TASK BRIEF
Every entry that follows should be reproduced exactly.

───── INFORMATION PROVIDED ─────

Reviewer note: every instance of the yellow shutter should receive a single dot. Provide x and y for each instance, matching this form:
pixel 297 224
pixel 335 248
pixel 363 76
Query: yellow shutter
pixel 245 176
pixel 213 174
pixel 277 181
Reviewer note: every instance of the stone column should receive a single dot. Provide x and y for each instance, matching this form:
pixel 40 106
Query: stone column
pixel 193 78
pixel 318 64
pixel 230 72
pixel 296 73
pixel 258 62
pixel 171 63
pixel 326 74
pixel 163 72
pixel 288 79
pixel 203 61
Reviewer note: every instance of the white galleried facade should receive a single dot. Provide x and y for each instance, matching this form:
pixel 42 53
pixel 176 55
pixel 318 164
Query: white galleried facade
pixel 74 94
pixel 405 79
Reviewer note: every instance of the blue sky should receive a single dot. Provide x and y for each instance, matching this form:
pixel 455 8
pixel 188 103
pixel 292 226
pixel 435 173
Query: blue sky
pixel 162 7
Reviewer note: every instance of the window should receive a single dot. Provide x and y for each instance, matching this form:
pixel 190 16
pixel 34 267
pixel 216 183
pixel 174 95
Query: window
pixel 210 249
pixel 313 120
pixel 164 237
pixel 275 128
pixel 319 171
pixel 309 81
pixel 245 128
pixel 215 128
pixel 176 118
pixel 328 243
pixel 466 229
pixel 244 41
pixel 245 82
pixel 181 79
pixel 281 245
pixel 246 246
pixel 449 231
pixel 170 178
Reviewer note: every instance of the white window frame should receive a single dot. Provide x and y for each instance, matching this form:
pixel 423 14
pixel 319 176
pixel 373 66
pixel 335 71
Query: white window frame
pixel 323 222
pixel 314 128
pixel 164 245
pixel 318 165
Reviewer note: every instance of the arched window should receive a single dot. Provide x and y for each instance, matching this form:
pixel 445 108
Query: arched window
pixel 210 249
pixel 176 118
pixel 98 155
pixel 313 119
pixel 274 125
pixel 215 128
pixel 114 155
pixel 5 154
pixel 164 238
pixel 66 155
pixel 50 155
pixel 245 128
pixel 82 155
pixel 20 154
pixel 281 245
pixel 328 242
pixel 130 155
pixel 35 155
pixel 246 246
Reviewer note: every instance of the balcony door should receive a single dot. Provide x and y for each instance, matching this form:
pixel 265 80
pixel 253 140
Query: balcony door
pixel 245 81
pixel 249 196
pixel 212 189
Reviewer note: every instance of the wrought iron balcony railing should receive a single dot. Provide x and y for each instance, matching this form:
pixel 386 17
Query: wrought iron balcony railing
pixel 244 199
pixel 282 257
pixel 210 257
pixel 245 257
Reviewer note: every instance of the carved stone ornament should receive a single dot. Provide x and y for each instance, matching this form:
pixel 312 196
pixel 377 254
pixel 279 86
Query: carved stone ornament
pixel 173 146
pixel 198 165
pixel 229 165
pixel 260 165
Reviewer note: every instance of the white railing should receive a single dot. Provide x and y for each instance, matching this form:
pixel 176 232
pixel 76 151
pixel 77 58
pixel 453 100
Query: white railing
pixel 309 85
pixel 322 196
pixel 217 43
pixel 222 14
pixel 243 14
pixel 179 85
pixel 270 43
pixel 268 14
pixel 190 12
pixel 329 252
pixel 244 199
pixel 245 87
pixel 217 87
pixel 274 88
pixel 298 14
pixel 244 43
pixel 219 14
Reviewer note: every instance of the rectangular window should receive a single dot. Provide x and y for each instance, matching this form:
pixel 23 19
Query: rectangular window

─────

WRITTEN ANSWER
Reviewer note: every instance of the yellow shutter should receive a single dot. Provide x and y for each instance, matching this form:
pixel 297 224
pixel 335 248
pixel 363 76
Query: yellow shutter
pixel 245 176
pixel 213 174
pixel 277 181
Reviewer note: every instance of the stone column should receive a single dot. Provide x and y for each instance, matching this form:
pixel 40 106
Query: stone column
pixel 193 78
pixel 318 64
pixel 230 72
pixel 296 73
pixel 258 62
pixel 171 63
pixel 326 74
pixel 163 72
pixel 288 79
pixel 203 61
Reviewer note: every instance of the white galleried facade should receive a single dot. Provide x and y for each instance, matching this form:
pixel 42 53
pixel 176 55
pixel 318 164
Query: white galleried facade
pixel 74 94
pixel 405 79
Reviewer note: every instance of the blue sky should receive a single dot. Provide x and y for each instance, matching this form:
pixel 455 8
pixel 188 103
pixel 292 226
pixel 435 173
Query: blue sky
pixel 162 7
Reviewer note: every instance of the window should receive a single dot. Provide x and y for each instance, matching this form:
pixel 190 16
pixel 34 267
pixel 216 183
pixel 174 95
Query: window
pixel 210 249
pixel 313 120
pixel 164 237
pixel 275 128
pixel 319 171
pixel 309 81
pixel 245 128
pixel 215 128
pixel 176 118
pixel 328 243
pixel 466 229
pixel 244 41
pixel 245 82
pixel 181 79
pixel 281 245
pixel 246 246
pixel 449 231
pixel 170 178
Reviewer note: every instance of the white window frame should receive a single dot. Provide x and y for each instance, matching this form:
pixel 423 14
pixel 319 176
pixel 373 66
pixel 335 71
Query: white window frame
pixel 323 222
pixel 314 128
pixel 164 245
pixel 318 165
Reviewer note: every instance of the arched window should receive a single dot. Provide x and y for each instance, matching this form:
pixel 445 108
Query: arched window
pixel 210 249
pixel 176 118
pixel 98 155
pixel 313 119
pixel 274 125
pixel 215 128
pixel 114 155
pixel 5 154
pixel 164 238
pixel 66 155
pixel 50 155
pixel 245 128
pixel 82 155
pixel 20 154
pixel 281 245
pixel 328 242
pixel 130 155
pixel 35 155
pixel 246 246
Reviewer note: every instance of the balcony door should receive a single dot. Provide x and y for each instance, matching this form:
pixel 265 80
pixel 253 140
Query: balcony door
pixel 245 81
pixel 249 196
pixel 212 189
Reviewer note: every instance of the wrought iron balcony railing should receive a single dot. Provide x and y for each instance, matching this form:
pixel 386 17
Query: wrought iron balcony railing
pixel 244 199
pixel 282 257
pixel 210 257
pixel 245 257
Reviewer note: every instance of the carved stone ornament should receive a single dot. Provide x and y for each instance, matching this form:
pixel 312 196
pixel 377 254
pixel 279 86
Query: carved stone ornament
pixel 173 146
pixel 198 165
pixel 229 165
pixel 260 165
Reviewer note: every instance of the white railing should receive a single dot. Provide x and y for each instance, matching this form:
pixel 176 232
pixel 76 151
pixel 77 58
pixel 453 100
Query: white railing
pixel 309 85
pixel 322 196
pixel 217 43
pixel 222 14
pixel 243 14
pixel 179 85
pixel 270 43
pixel 268 14
pixel 190 12
pixel 329 252
pixel 244 199
pixel 245 87
pixel 217 87
pixel 274 88
pixel 298 14
pixel 244 43
pixel 219 14
Reviewer note: every instance of the rectangular window should receive a single dot. Provide x and y for each instance, matching this form:
pixel 23 19
Query: rectangular window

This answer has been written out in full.